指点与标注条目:
= = = =

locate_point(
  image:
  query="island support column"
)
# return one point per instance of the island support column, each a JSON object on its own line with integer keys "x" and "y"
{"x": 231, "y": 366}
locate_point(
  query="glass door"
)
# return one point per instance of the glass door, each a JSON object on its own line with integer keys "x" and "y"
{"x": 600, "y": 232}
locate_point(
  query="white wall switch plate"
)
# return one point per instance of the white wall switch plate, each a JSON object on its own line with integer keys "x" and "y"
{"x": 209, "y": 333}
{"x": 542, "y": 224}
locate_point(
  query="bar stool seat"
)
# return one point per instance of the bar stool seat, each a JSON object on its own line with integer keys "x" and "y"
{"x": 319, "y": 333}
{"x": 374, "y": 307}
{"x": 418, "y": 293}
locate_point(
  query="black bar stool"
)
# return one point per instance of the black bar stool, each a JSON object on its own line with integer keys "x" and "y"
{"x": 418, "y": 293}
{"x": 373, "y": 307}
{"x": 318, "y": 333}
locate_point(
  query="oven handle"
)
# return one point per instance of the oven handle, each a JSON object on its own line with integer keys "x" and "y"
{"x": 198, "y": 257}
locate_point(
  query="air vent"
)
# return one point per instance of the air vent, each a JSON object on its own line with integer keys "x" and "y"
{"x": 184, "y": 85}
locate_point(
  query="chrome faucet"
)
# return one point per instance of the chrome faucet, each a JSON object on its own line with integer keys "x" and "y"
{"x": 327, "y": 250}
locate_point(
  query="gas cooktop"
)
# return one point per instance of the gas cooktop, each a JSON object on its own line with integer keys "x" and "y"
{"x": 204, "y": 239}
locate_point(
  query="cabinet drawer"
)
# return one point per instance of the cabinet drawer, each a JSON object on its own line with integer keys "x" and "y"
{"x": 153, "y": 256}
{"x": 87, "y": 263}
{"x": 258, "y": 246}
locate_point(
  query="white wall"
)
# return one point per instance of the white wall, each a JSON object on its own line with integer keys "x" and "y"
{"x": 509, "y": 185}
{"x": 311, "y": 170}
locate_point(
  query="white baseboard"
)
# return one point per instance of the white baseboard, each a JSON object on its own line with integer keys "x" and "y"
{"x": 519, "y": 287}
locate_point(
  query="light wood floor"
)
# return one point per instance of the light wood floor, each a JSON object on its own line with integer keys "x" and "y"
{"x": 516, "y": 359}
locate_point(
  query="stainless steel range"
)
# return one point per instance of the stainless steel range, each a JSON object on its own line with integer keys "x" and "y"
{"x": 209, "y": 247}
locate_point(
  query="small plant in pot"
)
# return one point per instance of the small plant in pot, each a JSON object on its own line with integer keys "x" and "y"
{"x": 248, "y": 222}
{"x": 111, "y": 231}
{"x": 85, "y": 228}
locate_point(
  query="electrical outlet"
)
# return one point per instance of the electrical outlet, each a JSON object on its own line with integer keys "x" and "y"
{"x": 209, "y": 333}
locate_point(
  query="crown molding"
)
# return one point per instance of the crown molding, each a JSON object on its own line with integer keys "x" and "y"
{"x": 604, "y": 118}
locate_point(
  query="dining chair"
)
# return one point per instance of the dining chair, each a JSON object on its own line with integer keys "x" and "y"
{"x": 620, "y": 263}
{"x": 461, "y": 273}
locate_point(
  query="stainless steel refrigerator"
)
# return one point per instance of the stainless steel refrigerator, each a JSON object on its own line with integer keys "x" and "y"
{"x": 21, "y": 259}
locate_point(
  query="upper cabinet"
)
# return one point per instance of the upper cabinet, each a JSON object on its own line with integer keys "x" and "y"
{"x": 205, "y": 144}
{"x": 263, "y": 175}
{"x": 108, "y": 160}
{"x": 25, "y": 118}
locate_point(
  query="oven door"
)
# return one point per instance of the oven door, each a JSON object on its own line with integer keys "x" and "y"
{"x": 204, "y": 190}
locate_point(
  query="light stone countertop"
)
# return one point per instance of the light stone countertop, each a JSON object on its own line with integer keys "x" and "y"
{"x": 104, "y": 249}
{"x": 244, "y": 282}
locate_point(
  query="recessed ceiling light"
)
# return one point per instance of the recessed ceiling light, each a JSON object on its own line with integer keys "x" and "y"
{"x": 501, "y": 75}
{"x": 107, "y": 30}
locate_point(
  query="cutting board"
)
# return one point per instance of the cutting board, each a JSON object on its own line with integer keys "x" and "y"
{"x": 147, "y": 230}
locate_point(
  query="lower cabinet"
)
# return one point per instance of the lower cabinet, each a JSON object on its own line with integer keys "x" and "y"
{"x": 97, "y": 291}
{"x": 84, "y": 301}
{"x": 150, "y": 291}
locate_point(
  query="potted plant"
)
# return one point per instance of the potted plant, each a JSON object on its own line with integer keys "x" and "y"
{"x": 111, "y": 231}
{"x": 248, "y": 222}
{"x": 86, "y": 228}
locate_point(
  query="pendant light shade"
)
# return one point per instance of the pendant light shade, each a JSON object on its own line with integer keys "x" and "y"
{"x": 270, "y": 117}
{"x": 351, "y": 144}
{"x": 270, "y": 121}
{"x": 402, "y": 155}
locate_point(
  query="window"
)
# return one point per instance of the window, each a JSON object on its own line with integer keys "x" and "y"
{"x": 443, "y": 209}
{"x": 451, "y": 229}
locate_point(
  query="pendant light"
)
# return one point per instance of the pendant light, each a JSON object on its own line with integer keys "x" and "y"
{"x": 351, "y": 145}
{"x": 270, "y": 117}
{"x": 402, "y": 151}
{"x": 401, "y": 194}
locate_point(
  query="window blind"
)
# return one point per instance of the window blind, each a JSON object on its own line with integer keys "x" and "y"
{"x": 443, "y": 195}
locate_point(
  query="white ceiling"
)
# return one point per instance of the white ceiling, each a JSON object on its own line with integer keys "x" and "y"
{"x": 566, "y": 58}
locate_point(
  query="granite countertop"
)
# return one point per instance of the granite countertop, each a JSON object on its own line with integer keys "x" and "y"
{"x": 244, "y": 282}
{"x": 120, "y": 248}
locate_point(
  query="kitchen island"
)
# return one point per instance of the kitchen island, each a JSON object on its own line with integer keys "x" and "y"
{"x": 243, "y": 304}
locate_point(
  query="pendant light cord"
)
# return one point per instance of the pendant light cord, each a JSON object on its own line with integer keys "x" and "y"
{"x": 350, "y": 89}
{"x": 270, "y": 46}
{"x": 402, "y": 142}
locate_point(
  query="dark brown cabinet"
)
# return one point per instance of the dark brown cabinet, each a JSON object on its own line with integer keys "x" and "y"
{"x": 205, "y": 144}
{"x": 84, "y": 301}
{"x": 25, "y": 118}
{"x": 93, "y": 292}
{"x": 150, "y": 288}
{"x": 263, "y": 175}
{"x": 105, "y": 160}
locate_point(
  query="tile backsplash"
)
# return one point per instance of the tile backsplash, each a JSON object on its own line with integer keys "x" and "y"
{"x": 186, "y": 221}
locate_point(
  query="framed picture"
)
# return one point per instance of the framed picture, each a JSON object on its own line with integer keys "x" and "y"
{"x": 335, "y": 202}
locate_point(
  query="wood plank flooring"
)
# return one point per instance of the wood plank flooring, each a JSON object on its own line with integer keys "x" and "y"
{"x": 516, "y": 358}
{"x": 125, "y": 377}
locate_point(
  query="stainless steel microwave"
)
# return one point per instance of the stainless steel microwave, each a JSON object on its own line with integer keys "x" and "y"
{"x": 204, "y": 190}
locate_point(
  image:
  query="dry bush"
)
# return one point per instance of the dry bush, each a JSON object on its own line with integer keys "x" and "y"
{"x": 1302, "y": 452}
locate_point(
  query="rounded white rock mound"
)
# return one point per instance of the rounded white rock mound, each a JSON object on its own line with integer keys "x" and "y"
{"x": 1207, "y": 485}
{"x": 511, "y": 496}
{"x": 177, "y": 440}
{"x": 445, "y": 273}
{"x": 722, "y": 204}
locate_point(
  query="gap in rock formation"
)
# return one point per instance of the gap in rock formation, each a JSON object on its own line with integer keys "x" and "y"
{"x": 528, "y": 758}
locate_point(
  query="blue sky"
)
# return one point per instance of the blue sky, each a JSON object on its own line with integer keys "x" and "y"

= = = =

任务要求:
统计上面的行中有多少行含有字符串“column”，区分大小写，只写出数字。

参考解答:
2